DIRECTION:
Collect every line in the data below that contains the string "siding".

(Dataset rows on where objects appear)

— start —

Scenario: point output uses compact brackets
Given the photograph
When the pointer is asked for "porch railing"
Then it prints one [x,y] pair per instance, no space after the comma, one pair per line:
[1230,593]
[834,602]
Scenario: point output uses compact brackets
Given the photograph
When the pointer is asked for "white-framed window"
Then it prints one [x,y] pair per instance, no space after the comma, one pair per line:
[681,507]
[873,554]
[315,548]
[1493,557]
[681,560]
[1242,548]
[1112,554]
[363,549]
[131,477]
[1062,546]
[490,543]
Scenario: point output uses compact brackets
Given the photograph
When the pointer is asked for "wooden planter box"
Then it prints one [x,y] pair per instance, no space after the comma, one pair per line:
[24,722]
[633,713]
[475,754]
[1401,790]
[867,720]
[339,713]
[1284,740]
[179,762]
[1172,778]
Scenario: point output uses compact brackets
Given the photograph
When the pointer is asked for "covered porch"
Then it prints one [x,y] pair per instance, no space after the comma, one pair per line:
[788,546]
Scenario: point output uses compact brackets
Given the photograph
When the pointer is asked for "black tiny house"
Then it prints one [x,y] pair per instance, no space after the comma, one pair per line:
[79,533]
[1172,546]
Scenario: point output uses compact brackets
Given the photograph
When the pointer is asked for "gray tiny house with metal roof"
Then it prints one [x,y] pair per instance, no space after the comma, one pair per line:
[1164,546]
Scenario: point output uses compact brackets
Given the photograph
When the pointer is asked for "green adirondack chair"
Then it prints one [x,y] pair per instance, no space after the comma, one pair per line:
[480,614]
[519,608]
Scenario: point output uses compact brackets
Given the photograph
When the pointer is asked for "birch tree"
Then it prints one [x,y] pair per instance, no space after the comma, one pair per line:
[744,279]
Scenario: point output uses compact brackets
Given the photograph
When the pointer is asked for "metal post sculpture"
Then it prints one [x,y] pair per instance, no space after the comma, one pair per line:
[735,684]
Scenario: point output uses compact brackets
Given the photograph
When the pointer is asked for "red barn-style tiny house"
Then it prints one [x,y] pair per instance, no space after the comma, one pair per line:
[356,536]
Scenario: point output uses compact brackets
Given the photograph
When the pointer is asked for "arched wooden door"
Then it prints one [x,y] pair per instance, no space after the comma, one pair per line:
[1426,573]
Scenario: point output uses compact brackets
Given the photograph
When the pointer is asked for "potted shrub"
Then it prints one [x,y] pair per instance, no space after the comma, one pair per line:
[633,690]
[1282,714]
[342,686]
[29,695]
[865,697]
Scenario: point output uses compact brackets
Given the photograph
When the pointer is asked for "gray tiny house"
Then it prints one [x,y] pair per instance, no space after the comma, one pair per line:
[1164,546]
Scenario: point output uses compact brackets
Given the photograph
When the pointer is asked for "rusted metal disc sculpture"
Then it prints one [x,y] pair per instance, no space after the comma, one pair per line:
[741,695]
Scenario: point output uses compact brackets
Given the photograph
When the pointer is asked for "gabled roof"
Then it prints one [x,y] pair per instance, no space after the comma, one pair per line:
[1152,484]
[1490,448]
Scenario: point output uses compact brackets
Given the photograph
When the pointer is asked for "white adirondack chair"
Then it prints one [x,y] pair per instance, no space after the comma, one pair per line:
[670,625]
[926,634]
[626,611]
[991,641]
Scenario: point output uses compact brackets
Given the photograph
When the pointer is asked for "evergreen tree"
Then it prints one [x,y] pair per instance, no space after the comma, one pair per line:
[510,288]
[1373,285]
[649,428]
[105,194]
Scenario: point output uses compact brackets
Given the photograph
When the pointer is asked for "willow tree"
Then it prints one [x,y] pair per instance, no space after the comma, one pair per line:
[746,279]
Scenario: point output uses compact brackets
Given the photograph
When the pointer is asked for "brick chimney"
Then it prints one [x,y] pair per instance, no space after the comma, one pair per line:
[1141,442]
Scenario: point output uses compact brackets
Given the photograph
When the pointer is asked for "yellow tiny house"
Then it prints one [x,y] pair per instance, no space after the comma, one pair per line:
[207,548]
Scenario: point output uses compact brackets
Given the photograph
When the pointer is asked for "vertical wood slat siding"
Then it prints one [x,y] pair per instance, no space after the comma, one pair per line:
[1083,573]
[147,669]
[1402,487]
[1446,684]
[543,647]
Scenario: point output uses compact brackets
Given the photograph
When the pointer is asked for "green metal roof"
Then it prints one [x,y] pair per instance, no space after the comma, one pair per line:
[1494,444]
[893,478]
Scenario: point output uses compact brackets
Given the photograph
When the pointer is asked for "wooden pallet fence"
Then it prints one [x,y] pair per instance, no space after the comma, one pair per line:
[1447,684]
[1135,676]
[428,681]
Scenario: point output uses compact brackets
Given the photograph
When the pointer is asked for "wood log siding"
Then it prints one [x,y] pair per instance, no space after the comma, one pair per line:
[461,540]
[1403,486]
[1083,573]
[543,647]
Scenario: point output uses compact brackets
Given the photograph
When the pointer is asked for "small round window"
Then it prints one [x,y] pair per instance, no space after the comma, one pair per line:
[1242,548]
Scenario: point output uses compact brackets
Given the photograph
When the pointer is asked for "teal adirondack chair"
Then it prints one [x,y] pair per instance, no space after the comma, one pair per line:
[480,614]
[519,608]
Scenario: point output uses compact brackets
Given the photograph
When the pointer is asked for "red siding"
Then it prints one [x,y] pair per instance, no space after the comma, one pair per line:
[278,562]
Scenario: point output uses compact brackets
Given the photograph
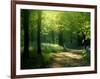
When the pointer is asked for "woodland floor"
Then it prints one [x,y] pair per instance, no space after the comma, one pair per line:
[66,59]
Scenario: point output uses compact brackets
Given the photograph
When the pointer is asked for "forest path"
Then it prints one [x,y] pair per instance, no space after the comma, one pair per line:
[66,59]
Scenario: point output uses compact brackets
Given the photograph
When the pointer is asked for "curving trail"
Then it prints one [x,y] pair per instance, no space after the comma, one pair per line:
[66,59]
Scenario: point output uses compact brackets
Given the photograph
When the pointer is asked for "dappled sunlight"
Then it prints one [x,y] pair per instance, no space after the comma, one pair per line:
[66,59]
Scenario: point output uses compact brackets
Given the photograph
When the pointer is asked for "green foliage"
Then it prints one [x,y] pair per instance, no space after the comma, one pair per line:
[48,48]
[86,56]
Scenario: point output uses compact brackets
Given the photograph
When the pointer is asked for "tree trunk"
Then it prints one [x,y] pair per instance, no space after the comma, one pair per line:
[26,33]
[39,52]
[61,38]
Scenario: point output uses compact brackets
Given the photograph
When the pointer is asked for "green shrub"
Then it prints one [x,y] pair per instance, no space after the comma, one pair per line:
[47,47]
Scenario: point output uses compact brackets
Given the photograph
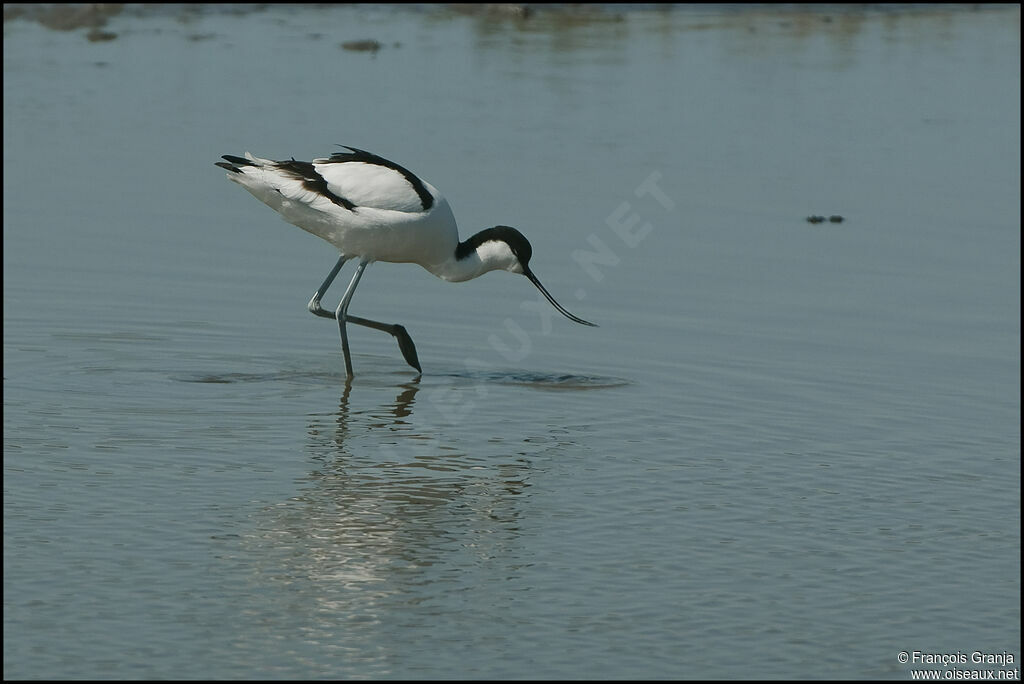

— end —

CORRECT OUTPUT:
When the pointer is asked for "vertical wood slat siding"
When the pointer is asked for "wood log siding"
When the pointer is asked for "red siding"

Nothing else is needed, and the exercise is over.